## PAGE TEXT
▼▼▼
What You Need to Know About Concussions in Children
Children accidentally hit their heads in falls or in activities such as sports all the time, yet have the ability to bounce back quickly. Why is that? Does this characteristic stay with them their entire lives?
Short answer—No, say Harris Health System experts. Developing brains in children have more plasticity—the ability to adapt and bounce back—compared to fully-developed adult brains. A small bump on the head will be less harmful to a child than a fully grown adult, they say.
“Children’s brains have the ability to regenerate after a concussion (or less serious head injury),” says Dr. Shankar Gopinath, chief, neurosurgery, Ben Taub Hospital and associate professor, neurosurgery, Baylor College of Medicine, “Which is advice to be taken with a grain of salt, since parents should still consult their physician after an incident involving a head injury.”
A concussion occurs from a mild blow to the head, either with or without loss of consciousness, and can lead to temporary physical, emotional or cognitive changes. Post-concussive symptoms in infants, children and adolescents are similar, and yet have their own unique presentations, Gopinath says.
In infants, it can be difficult to recognize that a brain injury has occurred. The most obvious symptom is loss of consciousness, but other signs include crying inconsolably, vomiting or excessive sleepiness. Refusing to eat, prolonged irritability or unusual or prolonged periods of quietness or inactivity may also be signs of a concussion or more serious brain injury. If your child has any of these symptoms, he or she should be seen immediately by a physician, Gopinath adds.
▲▲▲
## Stored data
▼▼▼
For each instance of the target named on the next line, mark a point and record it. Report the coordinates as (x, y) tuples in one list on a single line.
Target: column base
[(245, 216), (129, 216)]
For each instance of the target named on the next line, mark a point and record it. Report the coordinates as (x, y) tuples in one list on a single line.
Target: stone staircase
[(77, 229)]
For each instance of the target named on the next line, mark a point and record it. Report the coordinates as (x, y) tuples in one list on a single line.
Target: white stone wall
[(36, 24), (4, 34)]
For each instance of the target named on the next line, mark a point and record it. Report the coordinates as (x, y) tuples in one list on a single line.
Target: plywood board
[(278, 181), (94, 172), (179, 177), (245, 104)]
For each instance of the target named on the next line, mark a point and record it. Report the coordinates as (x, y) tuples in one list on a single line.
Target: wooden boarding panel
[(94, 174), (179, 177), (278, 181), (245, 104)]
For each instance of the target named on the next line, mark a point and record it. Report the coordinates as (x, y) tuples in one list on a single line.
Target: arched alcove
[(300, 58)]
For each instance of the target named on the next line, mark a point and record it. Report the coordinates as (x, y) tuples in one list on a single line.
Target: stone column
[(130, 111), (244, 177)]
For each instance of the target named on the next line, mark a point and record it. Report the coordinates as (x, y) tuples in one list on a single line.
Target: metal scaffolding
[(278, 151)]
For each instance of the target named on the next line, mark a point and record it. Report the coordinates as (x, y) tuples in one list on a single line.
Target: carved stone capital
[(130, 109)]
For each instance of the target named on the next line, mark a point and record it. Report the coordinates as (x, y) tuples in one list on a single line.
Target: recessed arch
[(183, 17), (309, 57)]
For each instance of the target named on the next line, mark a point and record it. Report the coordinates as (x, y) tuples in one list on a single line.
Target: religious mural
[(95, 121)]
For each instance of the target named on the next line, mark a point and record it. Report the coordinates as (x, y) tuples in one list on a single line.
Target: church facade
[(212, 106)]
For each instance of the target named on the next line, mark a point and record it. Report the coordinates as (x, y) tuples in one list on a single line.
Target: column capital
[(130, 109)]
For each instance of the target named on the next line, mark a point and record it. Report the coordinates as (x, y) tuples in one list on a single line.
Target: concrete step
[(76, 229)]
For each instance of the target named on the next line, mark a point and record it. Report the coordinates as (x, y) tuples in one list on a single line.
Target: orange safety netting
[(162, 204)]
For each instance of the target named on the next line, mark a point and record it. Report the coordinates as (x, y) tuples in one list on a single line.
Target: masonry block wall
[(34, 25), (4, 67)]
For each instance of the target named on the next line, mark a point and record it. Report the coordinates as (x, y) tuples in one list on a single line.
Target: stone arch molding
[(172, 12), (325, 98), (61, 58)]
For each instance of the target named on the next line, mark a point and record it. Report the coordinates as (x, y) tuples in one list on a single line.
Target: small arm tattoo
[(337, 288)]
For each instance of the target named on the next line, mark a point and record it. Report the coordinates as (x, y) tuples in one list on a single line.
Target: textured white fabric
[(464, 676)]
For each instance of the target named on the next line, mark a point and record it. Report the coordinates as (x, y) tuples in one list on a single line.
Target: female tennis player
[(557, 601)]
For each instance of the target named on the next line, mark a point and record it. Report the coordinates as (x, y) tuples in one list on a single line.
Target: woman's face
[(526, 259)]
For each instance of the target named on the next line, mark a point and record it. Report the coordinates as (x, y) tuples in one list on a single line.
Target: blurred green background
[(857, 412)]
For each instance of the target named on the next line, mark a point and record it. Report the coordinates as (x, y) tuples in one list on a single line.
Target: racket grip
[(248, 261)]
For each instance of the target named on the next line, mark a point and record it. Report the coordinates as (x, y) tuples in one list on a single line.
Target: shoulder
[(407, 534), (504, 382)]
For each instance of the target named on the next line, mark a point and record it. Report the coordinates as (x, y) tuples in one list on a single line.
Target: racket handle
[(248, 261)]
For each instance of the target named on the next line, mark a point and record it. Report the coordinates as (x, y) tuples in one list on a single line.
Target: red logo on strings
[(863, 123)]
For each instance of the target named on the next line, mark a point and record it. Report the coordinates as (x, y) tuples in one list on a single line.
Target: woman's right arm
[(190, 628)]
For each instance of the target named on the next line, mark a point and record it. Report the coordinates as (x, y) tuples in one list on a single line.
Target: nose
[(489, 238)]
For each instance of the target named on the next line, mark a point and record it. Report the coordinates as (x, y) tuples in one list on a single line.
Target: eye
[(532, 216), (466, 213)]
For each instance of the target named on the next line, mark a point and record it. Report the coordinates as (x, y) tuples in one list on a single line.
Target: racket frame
▲▲▲
## REQUIRED ACTION 1
Reproduce the article on concussions in children between "What You Need" and "adult, they say.", inclusive.
## REQUIRED ACTION 2
In the article on concussions in children, what is named as the most obvious symptom of a brain injury in infants?
## REQUIRED ACTION 3
Continue the article on concussions in children from the point where it stops.

## WRITTEN REPLY 1
What You Need to Know About Concussions in Children
Children accidentally hit their heads in falls or in activities such as sports all the time, yet have the ability to bounce back quickly. Why is that? Does this characteristic stay with them their entire lives?
Short answer—No, say Harris Health System experts. Developing brains in children have more plasticity—the ability to adapt and bounce back—compared to fully-developed adult brains. A small bump on the head will be less harmful to a child than a fully grown adult, they say.

## WRITTEN REPLY 2
Loss of consciousness.

## WRITTEN REPLY 3
In most cases, the infant will return to normal over several weeks. During this time, the infant should keep a normal routine with more time for naps and sleep, Gopinath recommends.
“Repeated concussions can cause permanent changes neurologically,” says Dr. Asim Shah, chief, psychiatry, Ben Taub Hospital and professor, Menninger Department of Psychiatry, Baylor College of Medicine. “Sometimes even the ability to learn something new [cognition] lowers significantly.”
For young children under age of 7, it is sometimes hard to recognize a brain injury because limited short-term memory and brief attention spans are normal at this age. With older children and adolescents, these markers are more telling, he adds.
In teens, look for confusion and word-finding problems. Common signs observed by parents, coaches, trainers or teammates include appearing dazed or stunned, being confused about assignment or position, showing behavioral or personality changes, and not being able to recall events before or after a hit or fall, Shah says.
Regardless of age, Harris Health experts reiterate the importance that children and teens be treated quickly and checked by a physician when warning signs of a concussion appear.